Stated task
Format the stretch from the line containing "Target: blue sky" through the line containing "top-left (4, 237), bottom-right (1344, 893)", both ends included, as a Markdown table. Use the columns No and Text, give each line its own number, and leave out blank lines.

Task material
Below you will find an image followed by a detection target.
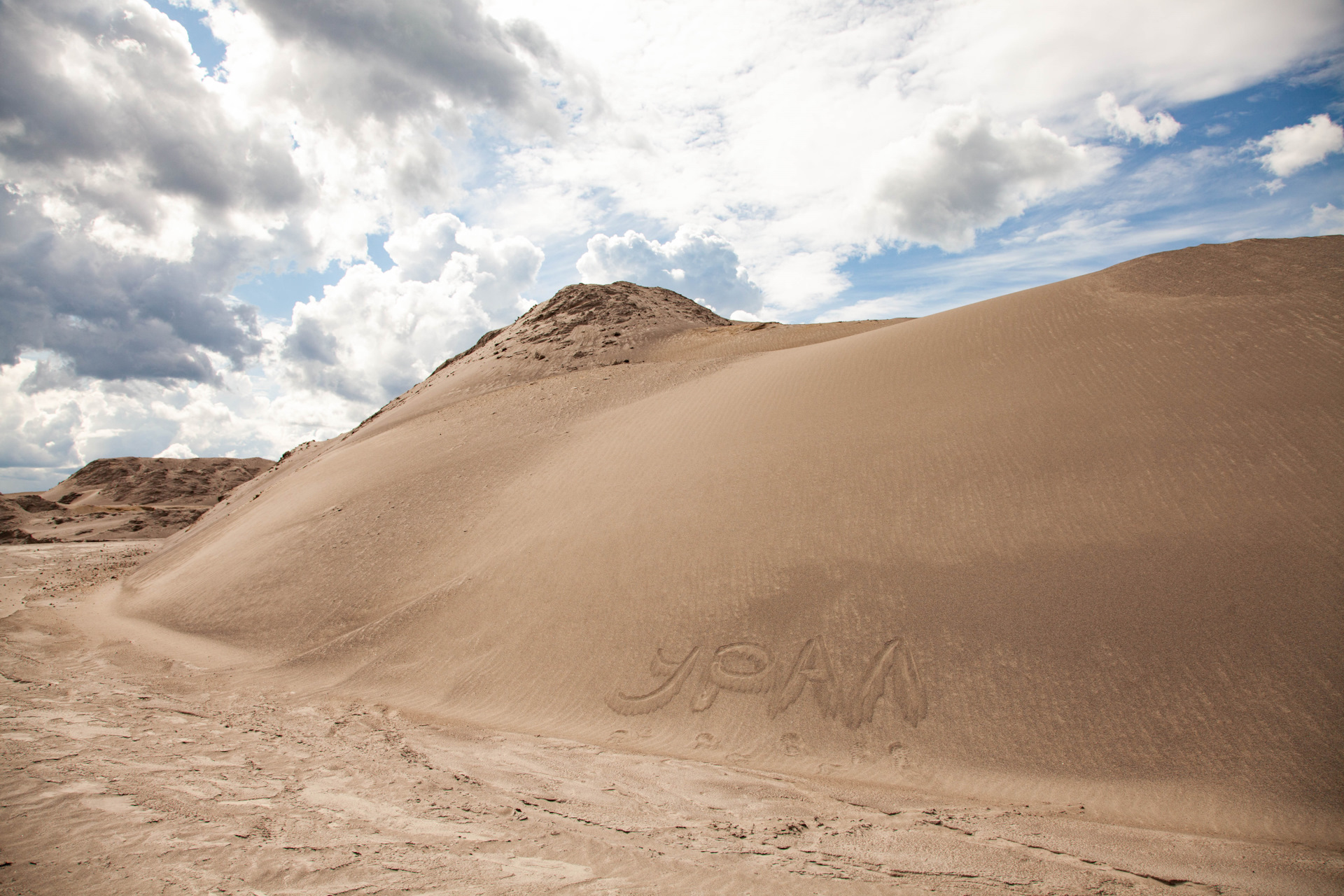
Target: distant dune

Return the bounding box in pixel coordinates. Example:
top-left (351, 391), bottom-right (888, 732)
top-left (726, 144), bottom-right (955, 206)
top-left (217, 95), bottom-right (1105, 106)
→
top-left (0, 456), bottom-right (274, 542)
top-left (120, 237), bottom-right (1344, 844)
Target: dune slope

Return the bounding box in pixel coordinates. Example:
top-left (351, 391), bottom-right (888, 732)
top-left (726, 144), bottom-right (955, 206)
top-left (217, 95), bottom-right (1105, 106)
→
top-left (121, 237), bottom-right (1344, 842)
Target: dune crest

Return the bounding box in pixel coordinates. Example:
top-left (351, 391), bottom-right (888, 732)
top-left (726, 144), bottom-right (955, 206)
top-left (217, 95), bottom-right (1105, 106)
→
top-left (121, 237), bottom-right (1344, 844)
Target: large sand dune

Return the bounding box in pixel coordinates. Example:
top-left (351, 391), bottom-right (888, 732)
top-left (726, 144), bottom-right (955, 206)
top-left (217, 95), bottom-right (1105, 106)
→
top-left (120, 237), bottom-right (1344, 844)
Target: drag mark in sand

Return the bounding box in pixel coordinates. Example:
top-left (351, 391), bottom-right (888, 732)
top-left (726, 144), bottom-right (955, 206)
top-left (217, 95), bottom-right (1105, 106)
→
top-left (606, 638), bottom-right (929, 728)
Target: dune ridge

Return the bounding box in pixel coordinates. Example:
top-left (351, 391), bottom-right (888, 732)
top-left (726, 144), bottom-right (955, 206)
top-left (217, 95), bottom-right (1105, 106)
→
top-left (120, 237), bottom-right (1344, 844)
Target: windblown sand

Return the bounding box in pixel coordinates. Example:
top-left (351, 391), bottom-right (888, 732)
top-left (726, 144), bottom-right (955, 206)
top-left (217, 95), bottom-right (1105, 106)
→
top-left (3, 237), bottom-right (1344, 893)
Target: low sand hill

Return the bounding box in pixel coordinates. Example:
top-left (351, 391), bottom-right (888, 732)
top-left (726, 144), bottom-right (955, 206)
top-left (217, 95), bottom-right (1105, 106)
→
top-left (43, 456), bottom-right (274, 506)
top-left (120, 237), bottom-right (1344, 844)
top-left (0, 456), bottom-right (274, 542)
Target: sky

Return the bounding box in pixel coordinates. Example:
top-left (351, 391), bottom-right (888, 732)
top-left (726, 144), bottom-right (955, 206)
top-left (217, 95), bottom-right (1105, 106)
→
top-left (0, 0), bottom-right (1344, 491)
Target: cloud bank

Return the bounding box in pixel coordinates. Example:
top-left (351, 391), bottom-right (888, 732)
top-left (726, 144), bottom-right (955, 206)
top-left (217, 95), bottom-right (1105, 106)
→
top-left (575, 227), bottom-right (764, 317)
top-left (0, 0), bottom-right (1344, 484)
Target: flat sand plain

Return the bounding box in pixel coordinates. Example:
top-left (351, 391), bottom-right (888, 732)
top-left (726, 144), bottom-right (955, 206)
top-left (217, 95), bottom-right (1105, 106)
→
top-left (7, 237), bottom-right (1344, 893)
top-left (0, 541), bottom-right (1344, 896)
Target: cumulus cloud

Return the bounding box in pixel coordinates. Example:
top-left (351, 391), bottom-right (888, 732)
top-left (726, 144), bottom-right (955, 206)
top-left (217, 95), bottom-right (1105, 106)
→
top-left (1312, 203), bottom-right (1344, 237)
top-left (0, 0), bottom-right (572, 383)
top-left (575, 227), bottom-right (764, 316)
top-left (276, 214), bottom-right (543, 406)
top-left (1255, 114), bottom-right (1344, 177)
top-left (1097, 92), bottom-right (1180, 144)
top-left (869, 106), bottom-right (1109, 251)
top-left (0, 0), bottom-right (286, 380)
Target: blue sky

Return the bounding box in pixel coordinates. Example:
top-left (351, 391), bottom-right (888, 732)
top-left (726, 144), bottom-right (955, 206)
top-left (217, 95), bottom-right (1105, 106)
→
top-left (0, 0), bottom-right (1344, 490)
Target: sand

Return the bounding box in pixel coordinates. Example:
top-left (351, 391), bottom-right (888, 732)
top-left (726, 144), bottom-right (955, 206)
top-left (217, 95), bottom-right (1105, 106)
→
top-left (0, 541), bottom-right (1341, 896)
top-left (7, 237), bottom-right (1344, 892)
top-left (0, 456), bottom-right (273, 544)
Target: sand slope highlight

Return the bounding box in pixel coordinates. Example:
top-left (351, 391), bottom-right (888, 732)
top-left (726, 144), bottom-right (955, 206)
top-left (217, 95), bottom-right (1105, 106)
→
top-left (122, 237), bottom-right (1344, 842)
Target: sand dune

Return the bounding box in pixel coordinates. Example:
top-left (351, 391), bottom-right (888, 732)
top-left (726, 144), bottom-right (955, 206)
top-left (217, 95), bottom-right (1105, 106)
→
top-left (0, 456), bottom-right (273, 544)
top-left (120, 237), bottom-right (1344, 844)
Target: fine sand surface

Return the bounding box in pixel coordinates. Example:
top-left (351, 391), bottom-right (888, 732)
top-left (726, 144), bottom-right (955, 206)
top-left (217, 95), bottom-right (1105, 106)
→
top-left (0, 541), bottom-right (1344, 896)
top-left (4, 237), bottom-right (1344, 893)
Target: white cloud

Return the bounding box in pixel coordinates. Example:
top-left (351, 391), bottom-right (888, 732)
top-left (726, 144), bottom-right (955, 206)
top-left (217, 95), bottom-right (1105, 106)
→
top-left (1312, 203), bottom-right (1344, 237)
top-left (575, 227), bottom-right (762, 314)
top-left (1255, 114), bottom-right (1344, 177)
top-left (1097, 91), bottom-right (1180, 144)
top-left (269, 214), bottom-right (543, 400)
top-left (0, 0), bottom-right (1344, 491)
top-left (868, 106), bottom-right (1112, 251)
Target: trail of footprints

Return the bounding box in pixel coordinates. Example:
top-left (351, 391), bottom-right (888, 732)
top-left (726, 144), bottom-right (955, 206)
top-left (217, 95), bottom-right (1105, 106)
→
top-left (0, 547), bottom-right (1327, 896)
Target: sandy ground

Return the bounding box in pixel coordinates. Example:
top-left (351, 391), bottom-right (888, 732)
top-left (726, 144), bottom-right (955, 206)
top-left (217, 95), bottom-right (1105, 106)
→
top-left (0, 541), bottom-right (1344, 896)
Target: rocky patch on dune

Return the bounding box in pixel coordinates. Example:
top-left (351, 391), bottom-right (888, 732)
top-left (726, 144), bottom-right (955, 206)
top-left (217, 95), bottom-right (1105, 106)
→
top-left (0, 456), bottom-right (272, 544)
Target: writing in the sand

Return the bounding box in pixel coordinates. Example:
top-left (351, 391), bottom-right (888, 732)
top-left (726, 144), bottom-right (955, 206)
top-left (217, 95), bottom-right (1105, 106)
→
top-left (606, 638), bottom-right (929, 728)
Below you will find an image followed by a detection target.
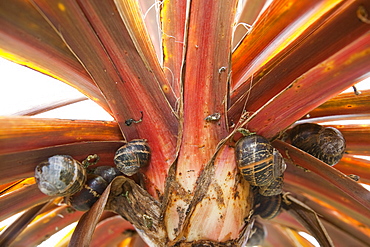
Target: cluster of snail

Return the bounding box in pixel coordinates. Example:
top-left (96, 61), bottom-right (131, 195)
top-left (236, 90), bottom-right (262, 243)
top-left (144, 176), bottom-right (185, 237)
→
top-left (235, 123), bottom-right (346, 246)
top-left (35, 139), bottom-right (150, 211)
top-left (289, 123), bottom-right (346, 166)
top-left (235, 132), bottom-right (286, 196)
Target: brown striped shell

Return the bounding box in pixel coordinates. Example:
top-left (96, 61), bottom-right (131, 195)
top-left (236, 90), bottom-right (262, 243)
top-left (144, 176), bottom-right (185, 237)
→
top-left (290, 123), bottom-right (346, 166)
top-left (235, 134), bottom-right (286, 186)
top-left (114, 139), bottom-right (150, 176)
top-left (35, 155), bottom-right (87, 196)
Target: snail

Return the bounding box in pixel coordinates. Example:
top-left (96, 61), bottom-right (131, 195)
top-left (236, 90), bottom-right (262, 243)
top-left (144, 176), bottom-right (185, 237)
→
top-left (114, 139), bottom-right (150, 176)
top-left (67, 174), bottom-right (108, 211)
top-left (290, 123), bottom-right (346, 166)
top-left (67, 166), bottom-right (122, 211)
top-left (246, 220), bottom-right (266, 247)
top-left (235, 133), bottom-right (286, 186)
top-left (254, 193), bottom-right (282, 220)
top-left (35, 155), bottom-right (87, 196)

Result below
| No | Text |
|---|---|
| 1 | Target: blue sky |
| 2 | Return the bounding box in pixel coordinates. Example: |
| 3 | top-left (351, 391), bottom-right (888, 732) |
| 4 | top-left (726, 144), bottom-right (955, 206) |
| 5 | top-left (217, 95), bottom-right (1105, 106) |
| 6 | → |
| 7 | top-left (0, 0), bottom-right (1344, 490) |
| 8 | Target: sand |
| 9 | Return the bounding box in pixel coordinates. Example: |
| 10 | top-left (351, 391), bottom-right (888, 732) |
| 11 | top-left (726, 144), bottom-right (955, 206) |
| 12 | top-left (217, 95), bottom-right (1105, 106) |
| 13 | → |
| 14 | top-left (0, 541), bottom-right (1341, 896) |
| 15 | top-left (7, 237), bottom-right (1344, 892) |
| 16 | top-left (0, 456), bottom-right (273, 544) |
| 17 | Target: sand slope highlight |
| 18 | Return the bounding box in pixel coordinates. Example: |
| 19 | top-left (351, 391), bottom-right (888, 732) |
| 20 | top-left (726, 144), bottom-right (955, 206) |
| 21 | top-left (217, 95), bottom-right (1105, 106) |
| 22 | → |
| 23 | top-left (122, 237), bottom-right (1344, 842) |
| 24 | Target: sand dune |
| 25 | Return the bounding box in pixel coordinates. Example: |
| 26 | top-left (351, 391), bottom-right (888, 732) |
| 27 | top-left (726, 144), bottom-right (955, 206) |
| 28 | top-left (217, 95), bottom-right (1105, 106) |
| 29 | → |
| 30 | top-left (0, 456), bottom-right (273, 544) |
| 31 | top-left (120, 237), bottom-right (1344, 844) |
| 32 | Target: fine sand surface |
| 33 | Return the bounding box in pixel coordinates. Example: |
| 34 | top-left (351, 391), bottom-right (888, 732) |
| 35 | top-left (726, 144), bottom-right (955, 206) |
| 36 | top-left (217, 95), bottom-right (1105, 106) |
| 37 | → |
| 38 | top-left (0, 541), bottom-right (1344, 896) |
| 39 | top-left (4, 237), bottom-right (1344, 893) |